* [Supplied passage]
California Supreme Court Marriage Ruling: Digest of Coverage



This post will be updated.

News
Pro Family
Commentary
Opposition PR

NEWS

The Opinion is here: http://www.alliancealert.org/2008/20080515.pdf

The AP has filed this report: California Supreme Court overturns gay marriage ban.

The California Supreme Court has overturned a gay marriage ban in a ruling that would make the nation’s largest state the second one to allow gay and lesbian weddings.

The justices’ 4-3 decision Thursday says domestic partnerships are not a good enough substitute for marriage. Chief Justice Ron George wrote the opinion.

The LA Times: California Supreme Court overturns gay marriage ban.

. . . In 2000, 61% of California voters approved Proposition 22, which said that “only marriage between a man and a woman is valid and recognized in California.”

Since the ballot measure, California has passed one of the strongest domestic partnership laws in the country, giving registered same-sex couples most of the rights of married people . . .

The California Supreme Court has six Republican appointees and one Democrat. Scholars have described the court under the leadership of Chief Justice Ronald M. George as cautious and moderately conservative.

The Sacramento Bee: Gay marriage legal in California, court declares.

Reuters: Top California court rules in favor of gay marriage.

“Under these circumstances, we cannot find that retention of the traditional definition of marriage constitutes a compelling state interest,” the court said in a majority decision.

San Diego Union-Tribune: State Supreme Court strikes down gay marriage ban

The opinion came two months after an extraordinary 3½ hour session of oral arguments, in which the seven-member court seemed closely divided on the issue.

CNN: California ban on same-sex marriage struck down

“The government should promote and encourage strong families,” said Glen Lavy of the Alliance Defense Fund. “The voters realize that defining marriage as one man and one woman is important because the government should not, by design, deny a child both a mother and father.”

* [Extracted material]
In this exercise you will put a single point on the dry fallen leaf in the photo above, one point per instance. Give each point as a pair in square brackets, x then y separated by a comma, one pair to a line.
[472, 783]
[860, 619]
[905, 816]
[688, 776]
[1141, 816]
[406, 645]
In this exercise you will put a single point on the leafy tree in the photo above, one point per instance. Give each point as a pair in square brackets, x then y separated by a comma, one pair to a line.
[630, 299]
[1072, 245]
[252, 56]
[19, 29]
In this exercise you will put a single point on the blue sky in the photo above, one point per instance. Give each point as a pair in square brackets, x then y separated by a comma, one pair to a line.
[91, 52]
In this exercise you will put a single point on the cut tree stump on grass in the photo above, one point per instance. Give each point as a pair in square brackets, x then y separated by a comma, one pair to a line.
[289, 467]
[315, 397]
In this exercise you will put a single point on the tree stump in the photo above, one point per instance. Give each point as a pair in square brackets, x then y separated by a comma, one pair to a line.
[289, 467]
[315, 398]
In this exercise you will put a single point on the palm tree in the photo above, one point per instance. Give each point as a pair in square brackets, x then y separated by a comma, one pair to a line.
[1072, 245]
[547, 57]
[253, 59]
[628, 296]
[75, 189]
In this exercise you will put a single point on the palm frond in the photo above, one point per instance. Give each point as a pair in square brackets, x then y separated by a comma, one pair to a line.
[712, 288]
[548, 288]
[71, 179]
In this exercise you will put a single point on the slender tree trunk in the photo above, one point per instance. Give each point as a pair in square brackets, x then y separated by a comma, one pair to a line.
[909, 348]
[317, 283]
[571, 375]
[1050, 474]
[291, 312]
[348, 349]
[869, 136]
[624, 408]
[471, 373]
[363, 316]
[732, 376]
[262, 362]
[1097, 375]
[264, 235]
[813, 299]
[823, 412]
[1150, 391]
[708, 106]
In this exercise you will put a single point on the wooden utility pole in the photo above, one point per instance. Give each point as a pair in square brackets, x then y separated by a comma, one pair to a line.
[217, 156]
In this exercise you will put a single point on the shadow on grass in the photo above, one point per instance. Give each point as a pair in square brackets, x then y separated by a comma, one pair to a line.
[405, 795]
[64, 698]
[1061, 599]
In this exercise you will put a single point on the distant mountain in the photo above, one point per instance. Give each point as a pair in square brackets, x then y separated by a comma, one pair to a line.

* [Jobs]
- a) According to the marriage ruling digest, what percentage of California voters approved Proposition 22 in 2000?
- b) Continue the marriage ruling digest from where it stops.

* [Answers to the exercise]
- a) 61%

- b)
Inside Bay Area: Court overturns same-sex marriage ban

Associate Justice Marvin Baxter, joined by Associate Justice Ming Chin, dissented from the majority. “If such a profound change in this ancient social institution is to occur, the People and their representatives, who represent the public conscience, should have the right, and the responsibility, to control the pace of that change through the democratic process,” Baxter wrote, noting the Family Code sections restricting marriage to heterosexual couples serve this purpose while “(t)he majority’s decision erroneously usurps it.

World Net Daily: Black Robes trash traditional marriage

California Assemblyman Bob Huff, R-Diamond Bar, said, “With the passage of Proposition 22, the voters of California agreed that marriage is ‘between a man and a woman.’ PERIOD. The court’s decision today is further proof that some activist judges value their own beliefs over the will of the people.”

ABA Journal: California Supreme Court Strikes Down Gay Marriage Ban

In footnote 52 of the opinion, the court said its decision does not mean the constitutional right to marry applies to polygamous or incestuous relationships. “Past judicial decisions explain why our nation’s culture has considered the latter types of relationships inimical to the mutually supportive and healthy family relationships promoted by the constitutional right to marry,” the opinion said.

New York Times: California Court Affirms Right to Gay Marriage

“But a bare majority of this court,” Justice Baxter wrote, “not satisfied with the pace of democratic change, now abruptly forestalls that process and substitutes, by judicial fiat, its own social policy views for those expressed by the people themselves.”

More from the NYT

ABC 7: Same sex couples happy with court ruling

“Well we are very disappointed with the ruling because it is very difficult to read the direction that the court was going to go. And I think that is why 1.1 million Californians went out and signed a petition to put this issue on the ballot in November. It is to take the issue away from the courts and for the people to decide what marriage means,” said Attorney for Propostion 22 Defense Fund Andrew Pugno.

One News Now: ‘Judicial fiat’ triumphs in CA marriage ruling

Pro-family activist Matt Barber says the California Supreme Court betrayed “We the People” and engaged in the “worst kind of judicial activism” earlier today by overturning the state’s voter-approved ban on same-sex marriage in March 2000.

AP: California’s top court overturns gay marriage ban

The challenge for gay rights advocates, however, is not over.

A coalition of religious and social conservative groups is attempting to put a measure on the November ballot that would enshrine laws banning gay marriage in the state constitution.

The Secretary of State is expected to rule by the end of June whether the sponsors gathered enough signatures to qualify the marriage amendment, similar to ones enacted in 26 other states.

The conservative Alliance Defense Fund says it plans to ask the justices for a stay of their decision until after the fall election, said Glen Lavy, senior counsel for the group.

Reuters South Africa: Top California court supports gay marriage

But the Judicial Council of California, the state courts’ administrative office, said the ruling is final in 30 days and municipalities around the state must prepare to issue marriage licenses to gay and lesbian couples.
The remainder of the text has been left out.